----- Belge bölümü -----

2024 – Doğa ve sanat

Karagöz Sanatevi duyurusu

2024 Nimri Kullukları Sanat Projesi’nin konuk sanatçısı Marc Pedoux AB-I HAYAT isimli heykelini gerçekleştirmek için Keban’ın Nimri Köyü’ne geliyor.

Karagöz Sanatevi tarafından yürütülen, Nimri Kullukları Sanat Projesi için Fransa’da « Doğa ve Sanat » akımının öncülerinden heykeltıraş Marc Pedoux Türkiye’ye geliyor.

Önümüzdeki 7 Mayıs ve 21 Mayıs tarihleri arasında gerçekleştirilecek olan « Doğa ve Sanat » içerikli 2024 Nimri Kullukları Sanat Projesinin ana teması « su » olarak belirlendi. Bu kapsamda Nimri Köyü girişindeki Kazım Hasan Bademliği’nde su çıkarılacak ve sanatçı Marc Pedoux alanda kulluklardan esinlenen bir heykel yaratacak.

Kazım Hasan Bademliğinin bulunduğu bölgede, toprak ve badem ağaçları tarihte ilk kez su ile buluşacak.

Marc Pedoux’nun suyun gelişini kutlamak için yaratacağı heykelin ve kuyunun ismi « Ab-ı Hayat » olacak.

-----

Soru 1 - Aşağıdaki kayıtlardan "vehicle" sözcüğünü içeren satırların hepsini seçip kopyalar mısın?

----- Kayıtlar -----

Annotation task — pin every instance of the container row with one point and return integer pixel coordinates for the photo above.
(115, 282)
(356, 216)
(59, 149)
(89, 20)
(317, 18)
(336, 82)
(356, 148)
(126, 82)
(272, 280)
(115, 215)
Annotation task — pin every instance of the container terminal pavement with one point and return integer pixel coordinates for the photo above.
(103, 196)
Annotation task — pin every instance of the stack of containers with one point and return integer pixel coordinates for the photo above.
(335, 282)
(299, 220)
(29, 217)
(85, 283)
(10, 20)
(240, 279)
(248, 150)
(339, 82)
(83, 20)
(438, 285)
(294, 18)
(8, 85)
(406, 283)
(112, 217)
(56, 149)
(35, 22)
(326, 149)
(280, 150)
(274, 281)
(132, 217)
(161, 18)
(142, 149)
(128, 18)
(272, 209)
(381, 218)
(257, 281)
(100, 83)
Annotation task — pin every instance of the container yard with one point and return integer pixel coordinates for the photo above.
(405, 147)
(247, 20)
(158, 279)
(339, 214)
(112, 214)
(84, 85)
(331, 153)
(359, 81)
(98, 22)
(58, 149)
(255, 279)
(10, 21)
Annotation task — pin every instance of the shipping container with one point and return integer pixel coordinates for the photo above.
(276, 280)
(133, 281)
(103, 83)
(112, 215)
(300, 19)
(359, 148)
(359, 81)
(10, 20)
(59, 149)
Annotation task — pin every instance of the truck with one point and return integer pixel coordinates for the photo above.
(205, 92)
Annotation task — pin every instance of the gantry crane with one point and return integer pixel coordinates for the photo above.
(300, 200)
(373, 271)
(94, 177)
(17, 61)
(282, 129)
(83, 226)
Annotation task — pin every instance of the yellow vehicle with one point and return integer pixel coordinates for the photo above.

-----

Soru 2 -
Yukarıdaki duyuruya göre şu soruları yanıtla:
(a) 2024 Nimri Kullukları Sanat Projesi hangi tarihler arasında gerçekleştirilecek?
(b) Projenin ana teması ne olarak belirlendi?
(c) Marc Pedoux'nun yaratacağı heykelin ve kuyunun ismi ne olacak?

Alıştırma çıktısı 1 -
Annotation task — pin every instance of the yellow vehicle with one point and return integer pixel coordinates for the photo above.

Alıştırma çıktısı 2 -
(a) 7 Mayıs ile 21 Mayıs arasında.
(b) Su.
(c) Ab-ı Hayat.